Short problem –
Rewrite the material with every "drop a point on it" changed to "place a marker on it" and nothing else altered, and leave the pictures out.

Exercise input –
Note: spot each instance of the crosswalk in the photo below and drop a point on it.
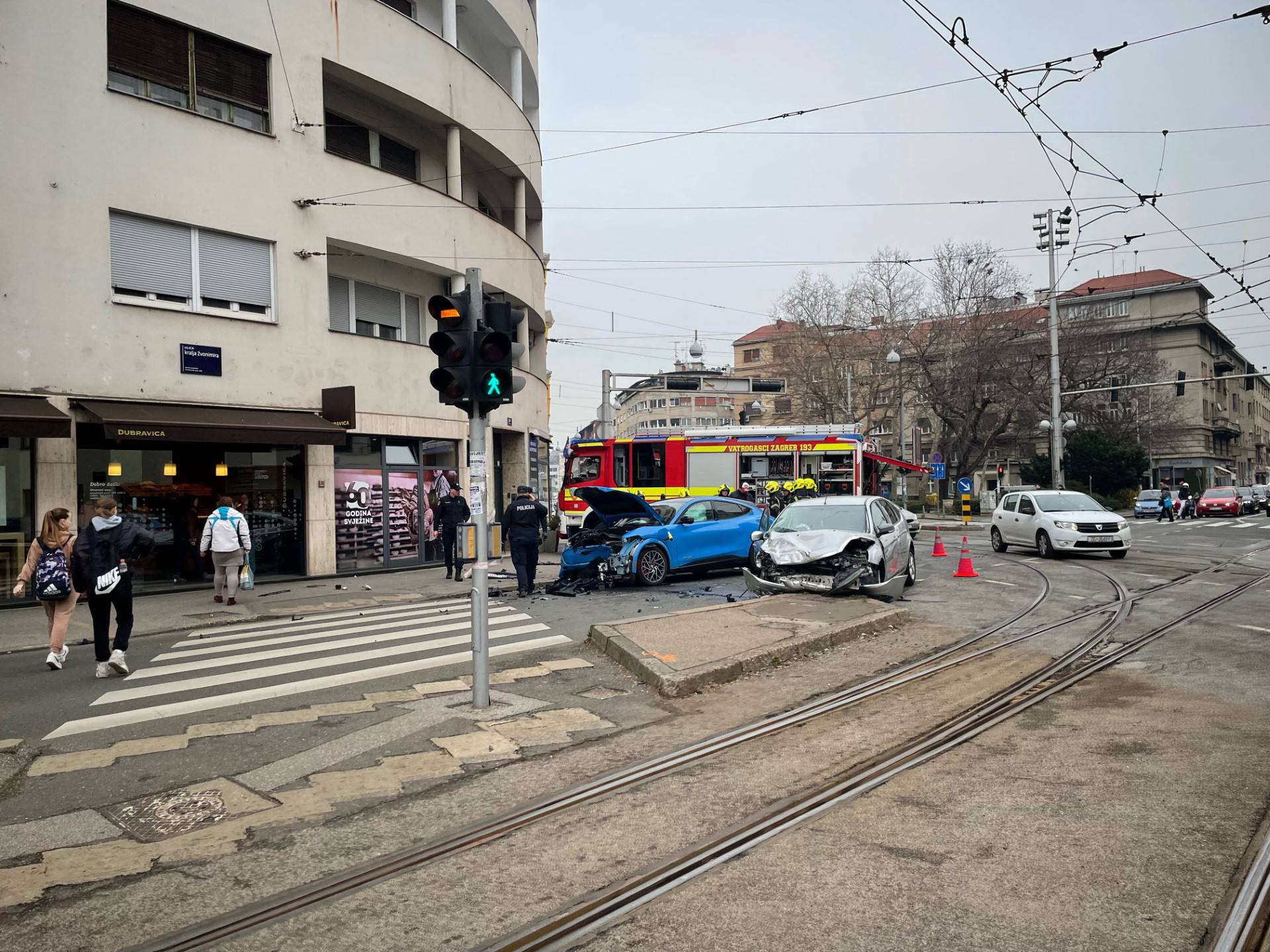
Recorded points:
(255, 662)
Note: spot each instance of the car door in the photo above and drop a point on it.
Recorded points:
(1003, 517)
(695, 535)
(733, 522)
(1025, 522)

Task solution –
Note: spot each instance of the crosswalk in the photo below and place a marker on it.
Recorded points:
(255, 662)
Note: spot each instance of the car door in the photo above and place a marker on it.
Recorded points:
(1003, 517)
(695, 535)
(733, 522)
(1025, 522)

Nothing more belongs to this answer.